- **WRITTEN TASK**:
Copy out, word for word, every line of the items below, from the line containing "Indicate the hanging" through the final line of the items, with both of those lines included.

- **GIVEN RECORDS**:
::::::

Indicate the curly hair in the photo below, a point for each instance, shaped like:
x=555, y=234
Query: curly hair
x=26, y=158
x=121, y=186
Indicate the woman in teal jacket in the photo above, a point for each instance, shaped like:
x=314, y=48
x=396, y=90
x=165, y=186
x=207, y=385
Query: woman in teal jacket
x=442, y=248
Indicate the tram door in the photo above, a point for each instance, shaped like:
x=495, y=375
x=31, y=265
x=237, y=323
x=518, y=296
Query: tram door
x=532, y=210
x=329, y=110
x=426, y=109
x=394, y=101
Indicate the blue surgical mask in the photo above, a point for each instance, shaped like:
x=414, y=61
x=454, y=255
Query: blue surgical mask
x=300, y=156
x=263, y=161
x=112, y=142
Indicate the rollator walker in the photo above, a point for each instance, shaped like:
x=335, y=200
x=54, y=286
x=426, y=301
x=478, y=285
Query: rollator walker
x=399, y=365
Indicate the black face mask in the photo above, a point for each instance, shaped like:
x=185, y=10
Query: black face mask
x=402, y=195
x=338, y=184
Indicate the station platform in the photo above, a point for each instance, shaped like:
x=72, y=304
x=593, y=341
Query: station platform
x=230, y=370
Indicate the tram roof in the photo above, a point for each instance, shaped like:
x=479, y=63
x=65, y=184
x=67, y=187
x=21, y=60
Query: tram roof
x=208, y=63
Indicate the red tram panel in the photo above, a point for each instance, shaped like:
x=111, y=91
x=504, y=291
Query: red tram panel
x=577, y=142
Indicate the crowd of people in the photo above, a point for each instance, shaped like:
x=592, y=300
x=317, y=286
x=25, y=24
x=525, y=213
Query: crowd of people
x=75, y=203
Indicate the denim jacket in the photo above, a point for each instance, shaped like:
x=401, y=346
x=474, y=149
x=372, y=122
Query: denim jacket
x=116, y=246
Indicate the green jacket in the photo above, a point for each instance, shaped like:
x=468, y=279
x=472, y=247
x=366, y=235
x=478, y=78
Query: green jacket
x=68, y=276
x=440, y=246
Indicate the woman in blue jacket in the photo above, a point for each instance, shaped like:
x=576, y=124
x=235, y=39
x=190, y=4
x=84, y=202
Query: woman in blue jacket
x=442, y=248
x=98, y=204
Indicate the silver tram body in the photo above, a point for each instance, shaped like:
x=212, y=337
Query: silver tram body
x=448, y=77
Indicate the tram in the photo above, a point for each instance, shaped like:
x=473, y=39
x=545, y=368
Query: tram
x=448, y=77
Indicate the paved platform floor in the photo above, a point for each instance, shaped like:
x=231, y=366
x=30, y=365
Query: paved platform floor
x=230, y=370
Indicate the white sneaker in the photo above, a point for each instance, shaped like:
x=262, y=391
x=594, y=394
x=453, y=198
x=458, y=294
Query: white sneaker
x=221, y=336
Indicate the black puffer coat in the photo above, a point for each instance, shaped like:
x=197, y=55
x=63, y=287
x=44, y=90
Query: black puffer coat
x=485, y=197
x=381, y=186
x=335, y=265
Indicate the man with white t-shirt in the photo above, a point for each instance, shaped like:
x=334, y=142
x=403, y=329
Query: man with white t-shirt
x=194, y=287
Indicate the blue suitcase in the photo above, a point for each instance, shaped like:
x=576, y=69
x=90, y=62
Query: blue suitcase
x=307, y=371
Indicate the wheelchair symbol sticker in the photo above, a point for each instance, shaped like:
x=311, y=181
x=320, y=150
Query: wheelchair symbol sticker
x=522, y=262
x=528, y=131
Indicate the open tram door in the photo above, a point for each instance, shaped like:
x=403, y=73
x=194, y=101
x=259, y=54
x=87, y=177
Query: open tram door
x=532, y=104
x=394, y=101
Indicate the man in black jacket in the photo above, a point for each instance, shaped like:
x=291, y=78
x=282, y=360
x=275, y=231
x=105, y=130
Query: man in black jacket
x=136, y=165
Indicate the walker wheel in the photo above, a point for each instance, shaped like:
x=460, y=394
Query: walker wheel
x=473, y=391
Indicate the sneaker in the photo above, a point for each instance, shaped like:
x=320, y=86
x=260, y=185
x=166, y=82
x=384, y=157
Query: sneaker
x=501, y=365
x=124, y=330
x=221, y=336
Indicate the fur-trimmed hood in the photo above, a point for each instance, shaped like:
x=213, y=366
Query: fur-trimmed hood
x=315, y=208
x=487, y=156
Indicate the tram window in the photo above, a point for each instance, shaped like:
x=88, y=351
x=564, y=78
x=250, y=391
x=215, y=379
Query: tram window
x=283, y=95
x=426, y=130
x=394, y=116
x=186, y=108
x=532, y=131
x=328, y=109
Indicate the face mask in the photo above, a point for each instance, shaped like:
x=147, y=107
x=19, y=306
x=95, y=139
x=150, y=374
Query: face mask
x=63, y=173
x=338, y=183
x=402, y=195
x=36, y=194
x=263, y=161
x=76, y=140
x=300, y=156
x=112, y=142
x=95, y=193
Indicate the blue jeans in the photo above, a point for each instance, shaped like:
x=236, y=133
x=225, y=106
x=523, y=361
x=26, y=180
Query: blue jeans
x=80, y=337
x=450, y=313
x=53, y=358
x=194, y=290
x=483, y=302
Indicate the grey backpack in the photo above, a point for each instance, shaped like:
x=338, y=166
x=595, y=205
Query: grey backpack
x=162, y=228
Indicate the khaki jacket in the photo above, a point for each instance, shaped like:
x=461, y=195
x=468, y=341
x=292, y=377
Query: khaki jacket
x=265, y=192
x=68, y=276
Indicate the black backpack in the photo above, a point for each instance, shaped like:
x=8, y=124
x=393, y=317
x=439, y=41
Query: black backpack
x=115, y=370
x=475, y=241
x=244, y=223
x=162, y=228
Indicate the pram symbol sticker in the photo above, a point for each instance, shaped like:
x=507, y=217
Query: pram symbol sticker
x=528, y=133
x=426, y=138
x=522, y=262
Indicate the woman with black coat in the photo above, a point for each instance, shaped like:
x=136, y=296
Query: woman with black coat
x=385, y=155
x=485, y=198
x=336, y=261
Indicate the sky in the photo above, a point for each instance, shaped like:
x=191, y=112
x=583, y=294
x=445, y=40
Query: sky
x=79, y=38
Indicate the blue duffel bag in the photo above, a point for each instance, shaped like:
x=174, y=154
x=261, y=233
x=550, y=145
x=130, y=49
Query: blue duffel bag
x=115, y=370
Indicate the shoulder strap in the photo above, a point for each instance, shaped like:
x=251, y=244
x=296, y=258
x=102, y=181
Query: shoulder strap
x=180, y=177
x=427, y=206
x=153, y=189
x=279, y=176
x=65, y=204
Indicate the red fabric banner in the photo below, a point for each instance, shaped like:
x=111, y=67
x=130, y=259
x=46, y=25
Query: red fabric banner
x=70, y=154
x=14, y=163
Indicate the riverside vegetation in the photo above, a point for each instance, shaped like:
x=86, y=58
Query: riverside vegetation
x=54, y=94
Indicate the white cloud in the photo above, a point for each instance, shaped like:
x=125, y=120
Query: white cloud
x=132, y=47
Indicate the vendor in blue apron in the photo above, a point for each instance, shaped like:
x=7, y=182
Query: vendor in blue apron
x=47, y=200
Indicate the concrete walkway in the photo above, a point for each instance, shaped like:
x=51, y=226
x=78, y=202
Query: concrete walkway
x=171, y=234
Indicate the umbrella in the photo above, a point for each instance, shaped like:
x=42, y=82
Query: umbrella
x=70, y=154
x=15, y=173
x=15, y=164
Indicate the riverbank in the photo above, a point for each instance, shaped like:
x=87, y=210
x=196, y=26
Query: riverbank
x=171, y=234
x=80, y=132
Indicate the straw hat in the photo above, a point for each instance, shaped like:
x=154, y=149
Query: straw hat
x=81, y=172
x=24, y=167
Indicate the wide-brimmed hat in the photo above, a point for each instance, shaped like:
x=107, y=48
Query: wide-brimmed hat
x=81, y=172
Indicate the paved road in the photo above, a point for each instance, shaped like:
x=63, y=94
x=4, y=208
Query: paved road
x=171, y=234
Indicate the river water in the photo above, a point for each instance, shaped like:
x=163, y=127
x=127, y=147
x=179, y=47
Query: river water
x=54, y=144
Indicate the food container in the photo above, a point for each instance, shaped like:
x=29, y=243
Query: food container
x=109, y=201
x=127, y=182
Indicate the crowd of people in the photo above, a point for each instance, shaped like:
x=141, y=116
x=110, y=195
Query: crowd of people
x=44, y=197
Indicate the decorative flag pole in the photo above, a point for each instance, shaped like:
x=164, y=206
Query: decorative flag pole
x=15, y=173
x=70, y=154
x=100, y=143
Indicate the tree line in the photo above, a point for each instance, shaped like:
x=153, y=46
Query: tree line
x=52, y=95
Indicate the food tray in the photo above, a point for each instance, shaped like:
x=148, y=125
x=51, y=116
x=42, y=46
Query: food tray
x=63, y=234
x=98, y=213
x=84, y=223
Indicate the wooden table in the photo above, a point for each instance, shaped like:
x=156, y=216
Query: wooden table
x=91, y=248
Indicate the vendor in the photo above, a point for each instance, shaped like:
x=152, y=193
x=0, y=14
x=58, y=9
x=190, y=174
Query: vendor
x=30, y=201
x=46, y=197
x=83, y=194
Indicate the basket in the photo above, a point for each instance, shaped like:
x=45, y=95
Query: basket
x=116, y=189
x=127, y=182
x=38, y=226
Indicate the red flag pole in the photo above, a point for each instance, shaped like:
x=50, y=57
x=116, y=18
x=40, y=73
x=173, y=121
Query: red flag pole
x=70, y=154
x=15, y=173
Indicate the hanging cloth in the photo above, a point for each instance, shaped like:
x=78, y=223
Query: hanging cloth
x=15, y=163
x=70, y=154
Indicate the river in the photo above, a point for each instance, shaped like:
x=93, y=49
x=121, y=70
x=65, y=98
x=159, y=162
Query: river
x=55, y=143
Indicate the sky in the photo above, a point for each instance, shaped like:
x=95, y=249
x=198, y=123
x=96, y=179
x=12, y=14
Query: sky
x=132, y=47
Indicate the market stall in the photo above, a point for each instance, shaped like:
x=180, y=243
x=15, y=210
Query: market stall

::::::

- **EXERCISE RESULT**:
Indicate the hanging cloth in the photo above, a point for each instance, shaped like:
x=78, y=223
Query: hanging cloth
x=15, y=163
x=70, y=154
Indicate the river in the photo above, a point for each instance, shaped like:
x=93, y=49
x=121, y=70
x=65, y=98
x=159, y=162
Query: river
x=55, y=143
Indicate the sky in the photo above, a point for each instance, shaped like:
x=95, y=249
x=198, y=123
x=96, y=179
x=12, y=14
Query: sky
x=132, y=47
Indicate the market stall in the photo above, a point for each instance, shaped like:
x=180, y=243
x=15, y=210
Query: market stall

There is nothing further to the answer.